Start of Supplied records

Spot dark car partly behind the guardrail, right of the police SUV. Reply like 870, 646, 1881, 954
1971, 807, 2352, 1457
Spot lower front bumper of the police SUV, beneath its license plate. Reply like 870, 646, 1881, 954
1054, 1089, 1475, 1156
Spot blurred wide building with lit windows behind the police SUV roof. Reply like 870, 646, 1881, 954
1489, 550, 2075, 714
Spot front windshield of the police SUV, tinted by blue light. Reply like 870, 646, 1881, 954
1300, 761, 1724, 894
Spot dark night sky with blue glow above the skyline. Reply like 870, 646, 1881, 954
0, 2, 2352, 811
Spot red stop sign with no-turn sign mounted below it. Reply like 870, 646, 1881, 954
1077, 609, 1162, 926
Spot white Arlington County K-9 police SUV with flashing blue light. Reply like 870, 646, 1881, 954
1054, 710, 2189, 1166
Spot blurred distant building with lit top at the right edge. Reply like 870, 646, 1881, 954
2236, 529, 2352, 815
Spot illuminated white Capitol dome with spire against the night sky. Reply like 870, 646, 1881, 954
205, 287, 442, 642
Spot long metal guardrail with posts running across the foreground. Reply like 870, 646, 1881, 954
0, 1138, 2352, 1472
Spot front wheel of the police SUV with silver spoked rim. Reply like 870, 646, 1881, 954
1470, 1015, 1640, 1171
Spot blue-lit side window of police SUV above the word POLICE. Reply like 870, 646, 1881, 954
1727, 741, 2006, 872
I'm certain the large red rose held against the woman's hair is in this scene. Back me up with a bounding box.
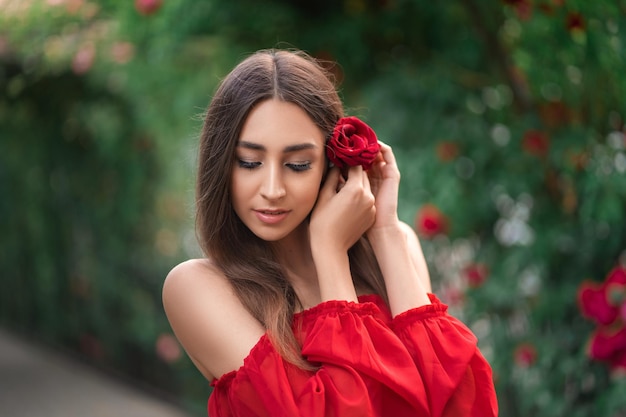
[326,117,380,170]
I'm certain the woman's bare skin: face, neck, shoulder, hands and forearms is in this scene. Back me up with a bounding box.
[163,99,431,381]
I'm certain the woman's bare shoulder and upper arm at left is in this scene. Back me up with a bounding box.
[163,259,265,380]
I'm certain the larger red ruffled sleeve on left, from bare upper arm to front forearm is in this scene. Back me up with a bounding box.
[209,301,429,417]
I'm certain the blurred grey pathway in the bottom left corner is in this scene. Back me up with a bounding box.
[0,328,194,417]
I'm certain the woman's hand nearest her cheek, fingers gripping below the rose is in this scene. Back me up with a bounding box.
[309,166,376,252]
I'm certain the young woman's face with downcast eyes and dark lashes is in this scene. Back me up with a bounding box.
[231,99,326,241]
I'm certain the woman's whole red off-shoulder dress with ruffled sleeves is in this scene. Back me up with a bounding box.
[208,295,498,417]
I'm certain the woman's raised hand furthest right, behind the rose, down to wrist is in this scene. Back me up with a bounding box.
[368,142,400,235]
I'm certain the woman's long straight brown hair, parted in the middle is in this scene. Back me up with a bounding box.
[196,50,386,368]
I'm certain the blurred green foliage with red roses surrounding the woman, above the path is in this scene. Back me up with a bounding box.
[0,0,626,417]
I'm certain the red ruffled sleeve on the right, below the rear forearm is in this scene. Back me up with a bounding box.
[390,294,498,417]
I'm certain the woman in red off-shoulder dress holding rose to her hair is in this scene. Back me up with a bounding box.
[163,50,497,417]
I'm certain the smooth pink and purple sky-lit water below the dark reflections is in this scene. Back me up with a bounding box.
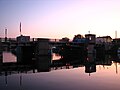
[0,64,120,90]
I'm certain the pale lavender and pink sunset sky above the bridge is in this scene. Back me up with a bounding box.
[0,0,120,39]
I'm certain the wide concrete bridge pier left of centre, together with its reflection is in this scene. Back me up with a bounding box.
[35,38,51,72]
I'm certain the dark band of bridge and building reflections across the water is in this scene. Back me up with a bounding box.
[0,52,120,75]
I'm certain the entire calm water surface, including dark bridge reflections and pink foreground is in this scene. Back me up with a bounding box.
[0,54,120,90]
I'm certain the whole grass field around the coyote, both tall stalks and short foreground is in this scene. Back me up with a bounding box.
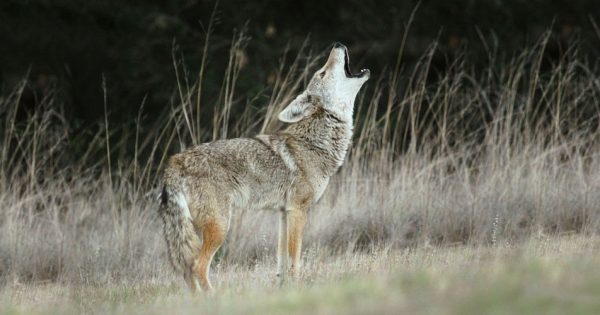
[0,37,600,314]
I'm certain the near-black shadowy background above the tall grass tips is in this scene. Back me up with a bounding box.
[0,0,600,130]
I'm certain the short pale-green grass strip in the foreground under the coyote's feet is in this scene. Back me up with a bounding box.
[0,236,600,314]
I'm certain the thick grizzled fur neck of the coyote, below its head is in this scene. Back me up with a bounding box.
[283,107,352,176]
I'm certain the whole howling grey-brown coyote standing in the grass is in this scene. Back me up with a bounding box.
[159,43,370,291]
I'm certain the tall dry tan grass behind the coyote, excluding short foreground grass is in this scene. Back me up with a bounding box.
[0,34,600,283]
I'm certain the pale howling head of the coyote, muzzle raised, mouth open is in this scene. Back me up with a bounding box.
[279,43,370,123]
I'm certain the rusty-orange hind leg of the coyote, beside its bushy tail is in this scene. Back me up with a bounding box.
[196,219,228,291]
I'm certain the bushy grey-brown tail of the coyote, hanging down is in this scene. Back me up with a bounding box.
[159,183,201,274]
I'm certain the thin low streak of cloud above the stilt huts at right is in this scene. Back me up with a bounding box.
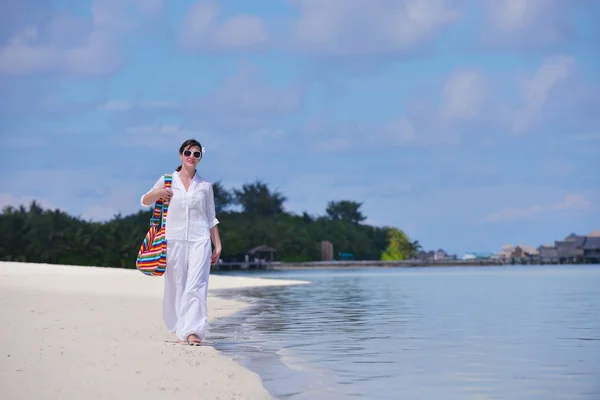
[484,194,592,223]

End of Supplied records

Goal of the exercise
Skip every image and output the remaining records exactly.

Completed exercise
Spot dark car partly behind the guardrail, right of the police SUV. Reply like 870, 646, 1881, 954
1971, 807, 2352, 1457
Spot lower front bumper of the police SUV, beneath its license plate. Reply like 870, 646, 1881, 954
1054, 1089, 1475, 1156
Spot blurred wide building with lit windows behind the police SUV roof. Reply like 870, 646, 1881, 954
1489, 550, 2075, 714
Spot front windshield of the police SUV, tinted by blue light. Reply like 870, 646, 1881, 954
1300, 761, 1724, 894
Spot dark night sky with blue glow above the skyline. Reply like 870, 646, 1881, 954
0, 2, 2352, 811
Spot red stop sign with no-turn sign mounted below it. Reply like 870, 646, 1881, 954
1077, 609, 1162, 926
Spot white Arlington County K-9 police SUV with flashing blue light. Reply like 870, 646, 1881, 954
1054, 710, 2189, 1166
Spot blurred distant building with lit top at the right edge. Reply like 870, 646, 1881, 954
2236, 529, 2352, 815
Spot illuminated white Capitol dome with spire against the night sky. Reply like 870, 646, 1881, 954
205, 287, 442, 642
Spot long metal guardrail with posts running across the foreground. Reply like 870, 646, 1881, 954
0, 1138, 2352, 1472
Spot front wheel of the police SUV with silver spoked rim. Reply like 870, 646, 1881, 954
1470, 1015, 1640, 1171
Spot blue-lit side window of police SUV above the word POLICE. Reply like 870, 646, 1881, 954
1727, 741, 2006, 872
I'm certain the large red rose held against the woman's hair is in this scene. Back me up with a bounding box.
[326,117,380,170]
I'm certain the woman's bare skin: face, neck, shoulder, hands and forearms is in this scene. Back me up with a bounding box.
[163,99,431,381]
I'm certain the woman's bare shoulder and upper arm at left is in this scene. Back me up with a bounding box.
[163,259,265,380]
I'm certain the larger red ruffled sleeve on left, from bare upper arm to front forearm is in this scene. Back me up with a bounding box.
[209,301,429,417]
I'm certain the blurred grey pathway in the bottom left corner is in this scene. Back me up with a bounding box.
[0,328,194,417]
I'm certain the woman's hand nearest her cheek, fingers gripping below the rose is in this scene. Back me up with a bounding box.
[309,166,376,252]
I'm certain the young woman's face with downcast eyes and dark lashes is in this scene. Back me up with a bounding box.
[231,99,326,241]
I'm certain the woman's whole red off-shoulder dress with ruffled sleeves is in this scene. Back me up with a bounding box.
[208,295,498,417]
I'm certain the woman's raised hand furthest right, behind the rose, down to wrist is in this scene. Back me up with a bounding box.
[368,142,400,235]
I'm certain the woman's long straight brown hair, parted in the middle is in this scene. Back me up with a bounding box.
[196,50,386,368]
I'm certain the blurred green foliage with red roses surrounding the woman, above the path is in this scene. Back me up with a bounding box.
[0,0,626,417]
I'm certain the red ruffled sleeve on the right, below the rear forearm is in this scene. Back me up with a bounding box.
[390,294,498,417]
I'm certain the woman in red off-shoulder dress holding rose to her hair is in this scene. Back me up with a bounding box.
[163,50,497,417]
I'm certain the smooth pink and purple sky-lit water below the dark reflections is in this scene. Back me up with a bounding box.
[0,64,120,90]
I'm certain the pale lavender and pink sunset sky above the bridge is in this scene. Back me up with a bounding box.
[0,0,120,39]
I'm certain the wide concrete bridge pier left of centre, together with its reflection is in this scene. Back me up with a bounding box.
[35,38,51,72]
I'm certain the dark band of bridge and building reflections across the water is in this scene. Back me up with a bounding box.
[0,52,120,75]
I'm certain the entire calm water surface, including dark bridge reflections and pink foreground is in this scene. Back me up with a bounding box.
[0,54,120,90]
I'm certain the whole grass field around the coyote, both tall stalks and short foreground is in this scene. Back me up with a bounding box.
[0,37,600,314]
I'm certain the near-black shadowy background above the tall grass tips is in this scene. Back me up with a bounding box.
[0,0,600,130]
I'm certain the short pale-green grass strip in the foreground under the coyote's feet is in this scene. Back me up with a bounding box.
[0,236,600,314]
I'm certain the thick grizzled fur neck of the coyote, below its head is in this scene. Back me up with a bounding box.
[283,107,352,176]
I'm certain the whole howling grey-brown coyote standing in the grass is in this scene. Back me up with a bounding box.
[159,43,370,291]
I'm certain the tall dry tan grass behind the coyote, excluding short foreground grass is in this scene. Back me up with a bounding box.
[0,34,600,283]
I'm certain the pale howling head of the coyote, muzzle raised, mouth open is in this scene. Back me up with a bounding box.
[279,43,370,123]
I'm certain the rusty-orange hind leg of the coyote, beside its bushy tail is in this scene. Back me up with a bounding box.
[196,219,228,291]
I'm certain the bushy grey-brown tail of the coyote, hanging down is in this scene. Back me up with a bounding box.
[159,183,201,274]
I'm certain the thin low streak of cloud above the stilt huts at right is in this scene. Back me up with a bounding box.
[484,194,592,223]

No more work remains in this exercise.